#### Exercise instructions
In the records below, starting at the line containing "Q: For the photo above, point to the white baseboard, giving" and ending with the last line of the records, reproduce every line. Multiply each coordinate in the answers by 2.15, round to a whole number (halves up), and leave all other text unchanged.

[Coordinate annotation records]
========================================

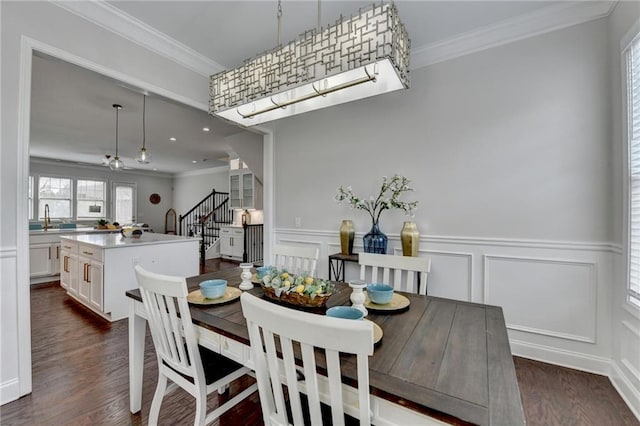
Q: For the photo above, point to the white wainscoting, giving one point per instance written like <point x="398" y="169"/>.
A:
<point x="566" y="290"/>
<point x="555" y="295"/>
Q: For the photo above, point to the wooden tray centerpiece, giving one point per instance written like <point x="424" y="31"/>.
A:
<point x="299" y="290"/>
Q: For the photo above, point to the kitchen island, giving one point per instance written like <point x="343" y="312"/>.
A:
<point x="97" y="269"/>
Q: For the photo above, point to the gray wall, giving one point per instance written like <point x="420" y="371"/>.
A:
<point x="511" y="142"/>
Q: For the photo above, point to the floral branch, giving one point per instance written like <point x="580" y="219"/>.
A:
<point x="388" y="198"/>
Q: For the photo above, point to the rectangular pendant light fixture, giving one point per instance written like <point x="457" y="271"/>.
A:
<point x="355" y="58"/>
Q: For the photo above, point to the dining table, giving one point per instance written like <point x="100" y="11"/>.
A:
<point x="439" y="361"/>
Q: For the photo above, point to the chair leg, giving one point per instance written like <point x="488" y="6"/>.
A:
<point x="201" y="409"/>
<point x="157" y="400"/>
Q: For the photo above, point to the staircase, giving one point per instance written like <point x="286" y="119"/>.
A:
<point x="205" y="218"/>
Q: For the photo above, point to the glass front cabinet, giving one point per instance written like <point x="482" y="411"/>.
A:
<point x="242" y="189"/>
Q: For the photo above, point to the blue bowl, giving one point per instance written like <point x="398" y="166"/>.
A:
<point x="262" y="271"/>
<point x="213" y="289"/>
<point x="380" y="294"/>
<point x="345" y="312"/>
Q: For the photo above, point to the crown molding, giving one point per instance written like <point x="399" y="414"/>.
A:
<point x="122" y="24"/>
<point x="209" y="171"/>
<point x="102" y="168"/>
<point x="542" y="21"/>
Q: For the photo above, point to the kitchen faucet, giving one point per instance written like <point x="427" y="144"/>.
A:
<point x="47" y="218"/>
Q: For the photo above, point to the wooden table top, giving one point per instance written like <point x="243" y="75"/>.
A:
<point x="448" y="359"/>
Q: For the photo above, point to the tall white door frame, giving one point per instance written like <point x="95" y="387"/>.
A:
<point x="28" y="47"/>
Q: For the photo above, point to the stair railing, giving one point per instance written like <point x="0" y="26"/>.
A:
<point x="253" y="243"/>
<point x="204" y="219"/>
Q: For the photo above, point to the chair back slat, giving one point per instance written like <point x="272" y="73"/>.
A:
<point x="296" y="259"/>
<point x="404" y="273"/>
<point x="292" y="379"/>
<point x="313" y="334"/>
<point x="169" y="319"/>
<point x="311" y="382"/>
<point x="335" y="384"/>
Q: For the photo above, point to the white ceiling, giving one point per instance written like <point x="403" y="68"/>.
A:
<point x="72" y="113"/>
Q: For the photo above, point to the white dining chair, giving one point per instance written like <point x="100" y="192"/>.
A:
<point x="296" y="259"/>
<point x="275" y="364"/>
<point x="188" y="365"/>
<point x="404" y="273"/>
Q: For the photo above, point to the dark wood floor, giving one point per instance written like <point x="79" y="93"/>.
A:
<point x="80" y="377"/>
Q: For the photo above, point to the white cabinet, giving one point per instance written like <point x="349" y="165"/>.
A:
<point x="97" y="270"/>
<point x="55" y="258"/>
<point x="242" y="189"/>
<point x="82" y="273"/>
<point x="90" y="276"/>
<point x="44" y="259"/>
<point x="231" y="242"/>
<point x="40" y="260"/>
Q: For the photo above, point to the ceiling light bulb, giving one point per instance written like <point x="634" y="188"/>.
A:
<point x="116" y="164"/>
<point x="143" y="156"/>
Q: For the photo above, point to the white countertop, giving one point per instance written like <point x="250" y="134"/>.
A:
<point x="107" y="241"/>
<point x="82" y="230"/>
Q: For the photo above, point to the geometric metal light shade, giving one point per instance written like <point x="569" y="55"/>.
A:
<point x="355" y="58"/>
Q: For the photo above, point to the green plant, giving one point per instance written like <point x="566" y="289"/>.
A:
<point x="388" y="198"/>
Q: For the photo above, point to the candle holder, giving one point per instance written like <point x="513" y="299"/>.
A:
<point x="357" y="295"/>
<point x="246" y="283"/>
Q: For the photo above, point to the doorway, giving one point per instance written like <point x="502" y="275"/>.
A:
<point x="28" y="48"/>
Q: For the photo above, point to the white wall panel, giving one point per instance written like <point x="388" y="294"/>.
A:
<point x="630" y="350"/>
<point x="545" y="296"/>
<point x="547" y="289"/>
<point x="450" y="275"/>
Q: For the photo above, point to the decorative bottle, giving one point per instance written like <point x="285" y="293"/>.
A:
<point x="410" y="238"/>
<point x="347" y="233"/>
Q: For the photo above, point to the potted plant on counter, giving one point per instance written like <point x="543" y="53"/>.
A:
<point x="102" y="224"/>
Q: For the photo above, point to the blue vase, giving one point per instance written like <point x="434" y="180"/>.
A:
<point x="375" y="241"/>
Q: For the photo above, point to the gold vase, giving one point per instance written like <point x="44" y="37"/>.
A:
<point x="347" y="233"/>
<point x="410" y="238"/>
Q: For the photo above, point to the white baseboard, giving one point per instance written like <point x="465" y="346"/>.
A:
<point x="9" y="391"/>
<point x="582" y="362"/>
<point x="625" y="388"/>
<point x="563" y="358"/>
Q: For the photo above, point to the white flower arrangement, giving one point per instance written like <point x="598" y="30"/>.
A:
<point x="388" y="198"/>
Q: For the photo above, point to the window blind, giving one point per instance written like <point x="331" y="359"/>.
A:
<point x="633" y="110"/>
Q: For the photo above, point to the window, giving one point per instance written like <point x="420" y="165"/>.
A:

========================================

#### Answer to the exercise
Q: For the photo above, point to the white baseboard, giving one point per instance written like <point x="465" y="346"/>.
A:
<point x="19" y="841"/>
<point x="1251" y="778"/>
<point x="1344" y="834"/>
<point x="1210" y="770"/>
Q: For the photo above, point to the white flower arrangement, giving one point per instance written like <point x="598" y="30"/>.
A:
<point x="834" y="426"/>
Q: For the photo above, point to the window blind, giving one point per instance written like <point x="331" y="359"/>.
A:
<point x="1361" y="237"/>
Q: For the photo above, point to the window, giving one point per instance written like <point x="420" y="165"/>.
A:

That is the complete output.